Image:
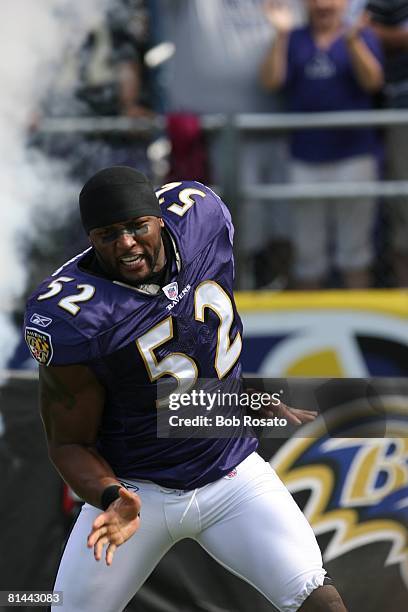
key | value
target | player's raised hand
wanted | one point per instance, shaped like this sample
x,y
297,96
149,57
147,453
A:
x,y
116,525
279,15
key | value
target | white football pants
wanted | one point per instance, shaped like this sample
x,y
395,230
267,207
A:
x,y
246,521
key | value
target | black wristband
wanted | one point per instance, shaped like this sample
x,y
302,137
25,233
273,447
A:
x,y
109,495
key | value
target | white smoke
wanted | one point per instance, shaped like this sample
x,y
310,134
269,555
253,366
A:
x,y
35,40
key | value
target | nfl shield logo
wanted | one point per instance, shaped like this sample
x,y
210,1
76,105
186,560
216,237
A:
x,y
171,291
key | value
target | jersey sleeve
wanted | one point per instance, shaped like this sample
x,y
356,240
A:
x,y
53,341
195,215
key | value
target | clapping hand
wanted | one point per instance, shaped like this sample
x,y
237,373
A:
x,y
116,525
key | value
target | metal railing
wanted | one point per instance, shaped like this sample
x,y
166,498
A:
x,y
230,128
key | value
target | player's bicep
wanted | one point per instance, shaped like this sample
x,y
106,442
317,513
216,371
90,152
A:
x,y
71,403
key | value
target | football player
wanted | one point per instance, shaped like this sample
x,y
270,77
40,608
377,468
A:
x,y
152,298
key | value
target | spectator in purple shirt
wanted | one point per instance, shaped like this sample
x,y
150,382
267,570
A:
x,y
390,23
327,66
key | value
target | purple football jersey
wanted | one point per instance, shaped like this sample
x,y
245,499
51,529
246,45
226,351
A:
x,y
131,339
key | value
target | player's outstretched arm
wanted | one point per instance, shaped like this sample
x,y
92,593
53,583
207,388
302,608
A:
x,y
116,525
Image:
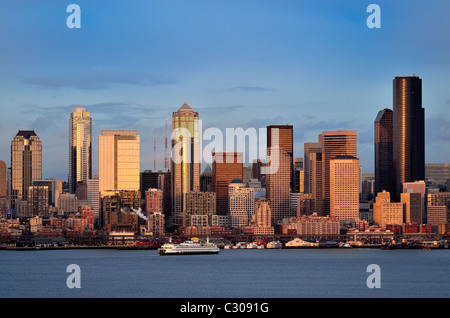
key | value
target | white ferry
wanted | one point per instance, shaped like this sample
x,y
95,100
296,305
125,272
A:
x,y
296,243
188,247
274,244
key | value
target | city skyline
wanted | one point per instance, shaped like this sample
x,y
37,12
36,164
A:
x,y
258,68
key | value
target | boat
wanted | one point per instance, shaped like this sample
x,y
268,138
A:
x,y
252,245
297,243
274,244
188,247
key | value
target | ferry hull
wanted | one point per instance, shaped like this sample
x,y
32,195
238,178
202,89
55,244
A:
x,y
186,253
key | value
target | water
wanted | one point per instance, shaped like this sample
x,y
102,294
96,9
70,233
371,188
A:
x,y
318,273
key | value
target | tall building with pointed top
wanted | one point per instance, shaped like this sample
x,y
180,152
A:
x,y
26,164
80,147
383,139
118,160
185,161
408,131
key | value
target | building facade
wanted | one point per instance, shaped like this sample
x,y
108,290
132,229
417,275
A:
x,y
26,164
241,205
185,161
409,131
227,166
118,160
344,187
80,146
384,168
334,143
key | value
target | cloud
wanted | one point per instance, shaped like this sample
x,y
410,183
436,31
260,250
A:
x,y
250,89
96,80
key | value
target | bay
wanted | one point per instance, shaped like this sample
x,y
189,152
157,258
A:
x,y
248,273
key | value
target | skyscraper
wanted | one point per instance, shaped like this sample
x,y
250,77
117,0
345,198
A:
x,y
185,160
241,203
313,174
334,143
282,136
344,187
3,186
26,164
118,160
278,185
409,131
227,166
80,146
384,168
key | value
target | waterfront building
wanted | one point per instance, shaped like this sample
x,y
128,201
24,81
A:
x,y
305,205
241,207
334,143
54,188
386,212
118,160
185,170
154,200
313,225
67,203
344,187
87,217
156,223
263,218
247,173
38,201
26,164
438,210
80,146
384,134
206,180
409,131
227,166
117,211
413,207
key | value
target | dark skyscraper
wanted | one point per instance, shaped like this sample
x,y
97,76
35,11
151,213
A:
x,y
409,131
384,168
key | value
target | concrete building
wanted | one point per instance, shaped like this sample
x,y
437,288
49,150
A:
x,y
241,203
334,143
80,147
185,161
408,131
227,166
118,160
344,187
278,185
26,164
263,218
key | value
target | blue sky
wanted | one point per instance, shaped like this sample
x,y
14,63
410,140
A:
x,y
239,63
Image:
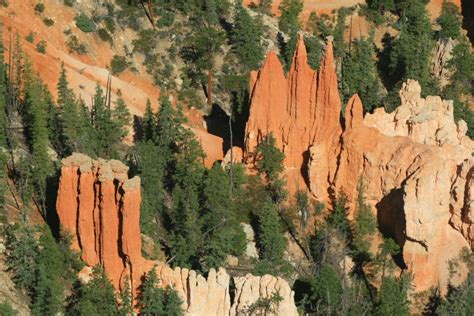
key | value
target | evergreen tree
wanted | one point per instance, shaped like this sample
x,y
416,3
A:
x,y
410,54
68,115
97,297
222,232
151,167
338,32
269,158
35,109
359,74
393,298
122,118
173,303
3,123
364,226
270,164
126,299
265,6
450,20
337,219
459,88
246,38
22,255
290,11
158,301
48,289
107,133
6,309
327,291
152,297
148,125
271,242
315,49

Stated goal: Reproduce the records, all of them, word for word; omit the pictures.

Task result:
Image:
key | value
target | player's raised hand
wanted | one point per instance, shaped like this sample
x,y
297,96
149,57
147,453
A:
x,y
116,525
279,15
key | value
target | white football pants
wanted | one point per instance, shaped like this sample
x,y
395,230
267,207
A:
x,y
246,521
key | value
target | black wristband
wanted | one point per instance, shaped like this sample
x,y
302,137
25,233
273,447
A:
x,y
109,495
key | value
target | white smoke
wanted | one point per instance, shaped like this sample
x,y
310,134
269,555
253,366
A:
x,y
35,40
key | value
target | nfl shield logo
wanted | one point per instance, shaped like this sample
x,y
210,1
76,105
186,560
216,237
A:
x,y
171,291
key | value
target | jersey sleeve
wanted | one point per instance, shaped like this sample
x,y
356,240
A:
x,y
53,341
195,215
key | value
target | clapping hand
wanted | one point per instance, shaped like this sample
x,y
237,373
A:
x,y
116,525
key | value
target | metal railing
wanted | one point per instance, shaped like this sample
x,y
166,498
A:
x,y
230,128
key | value
target | player's bicep
wanted | one point per instance, shaped like this sample
x,y
106,442
317,513
216,371
90,152
A:
x,y
71,403
key | value
target | football player
wanted | one point per instance, shaped like this sample
x,y
270,77
40,608
377,468
A:
x,y
152,298
key | value
target | spectator in purple shirt
wanted | one point per instance, shaped like this sample
x,y
150,382
267,570
A:
x,y
390,23
327,66
key | value
target | purple football jersey
wanted | one point per instance, shaped like this sample
x,y
245,499
51,529
246,45
226,351
A:
x,y
131,339
key | value
target | player's outstretched arm
wanted | one point per instance, shaped like this sample
x,y
92,593
53,583
207,388
302,608
A:
x,y
116,525
Image:
key | value
target | white ferry
wanted | one point per instance, shaped like this sample
x,y
95,100
296,305
125,272
A:
x,y
296,243
188,247
274,244
key | value
target | city skyline
wanted | one point per instance, shaped like this sample
x,y
37,12
36,164
A:
x,y
258,68
key | value
target | boat
wanted | one point per instance, shaped like this sample
x,y
268,138
A:
x,y
252,245
297,243
274,244
188,247
key | value
target | ferry hull
wanted | one point per instance, shaped like this sample
x,y
32,195
238,178
202,89
55,244
A:
x,y
186,253
key | value
target | water
wanted | one point per instance, shaped like this sample
x,y
102,294
96,9
70,233
371,188
A:
x,y
318,273
key | value
target | tall building with pointed top
wanted | one point per instance, shaped like this sample
x,y
180,152
A:
x,y
26,164
80,147
383,139
118,160
185,161
408,131
key | value
target | building facade
wanted | one point per instance, shaped like this sample
x,y
108,290
132,229
417,275
A:
x,y
26,164
241,205
185,161
409,131
227,166
118,160
344,187
80,146
384,168
334,143
key | value
target | cloud
wanted | one point per instance, shaped like this sample
x,y
410,183
436,31
260,250
A:
x,y
250,89
96,80
key | value
target | bay
wanted | one point per instance, shaped like this sample
x,y
189,152
157,258
A:
x,y
248,273
key | value
target | skyscraper
wanted | one point per instance, shaped like this sample
x,y
250,77
117,0
345,198
A:
x,y
185,160
241,203
313,174
334,143
282,136
344,187
3,186
26,164
118,160
278,185
409,131
227,166
80,146
384,168
key | value
target | waterfront building
wanted | one point per instance, shaped like this sample
x,y
128,201
24,81
A:
x,y
305,205
241,207
334,143
54,188
386,212
118,160
185,170
154,200
313,225
67,203
344,187
87,217
156,223
263,218
247,173
38,201
26,164
438,210
80,146
384,134
206,180
409,131
227,166
117,211
413,207
key | value
target | dark skyscraper
wanted | one point per instance, shaped like this sample
x,y
97,76
35,11
151,213
A:
x,y
409,131
384,168
key | value
target | concrete building
wanted | one point per instance, shaped like this sample
x,y
437,288
49,150
A:
x,y
241,203
334,143
80,147
185,161
408,131
227,166
118,160
344,187
278,185
26,164
263,218
key | value
target | blue sky
wanted | one point per instance, shaped like this sample
x,y
14,63
410,140
A:
x,y
239,63
Image:
key | value
target | evergreen tree
wanted | one point per instance, shaped like this sample
x,y
416,3
A:
x,y
410,54
68,115
97,297
222,232
151,167
338,32
269,158
35,109
359,74
393,298
122,118
173,303
3,123
364,226
270,164
126,299
265,6
450,20
337,219
459,88
246,38
22,255
290,11
158,301
48,289
107,133
6,309
327,291
152,297
148,125
271,242
315,49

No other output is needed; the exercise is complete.